### Task data
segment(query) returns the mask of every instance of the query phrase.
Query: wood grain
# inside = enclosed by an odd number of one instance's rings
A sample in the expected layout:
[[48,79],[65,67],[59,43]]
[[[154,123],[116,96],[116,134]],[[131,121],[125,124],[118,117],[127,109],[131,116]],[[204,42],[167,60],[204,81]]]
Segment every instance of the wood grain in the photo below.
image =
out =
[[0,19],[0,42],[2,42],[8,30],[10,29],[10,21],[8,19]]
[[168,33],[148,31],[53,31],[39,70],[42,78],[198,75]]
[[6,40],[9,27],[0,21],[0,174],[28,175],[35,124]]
######
- [Exercise instructions]: Exactly and only the lines from the line containing "[[48,79],[65,67],[59,43]]" through the final line of the records above must be returned.

- [Exercise answer]:
[[48,79],[65,67],[59,43]]
[[[154,123],[116,96],[116,134]],[[131,121],[125,124],[118,117],[127,109],[131,116]],[[204,42],[167,60],[204,81]]]
Segment every instance of the wood grain in the photo below.
image =
out =
[[0,19],[0,42],[2,42],[8,30],[10,29],[10,21],[8,19]]
[[168,33],[148,31],[53,31],[39,70],[42,78],[198,75]]
[[6,40],[9,27],[0,21],[0,174],[28,175],[35,124]]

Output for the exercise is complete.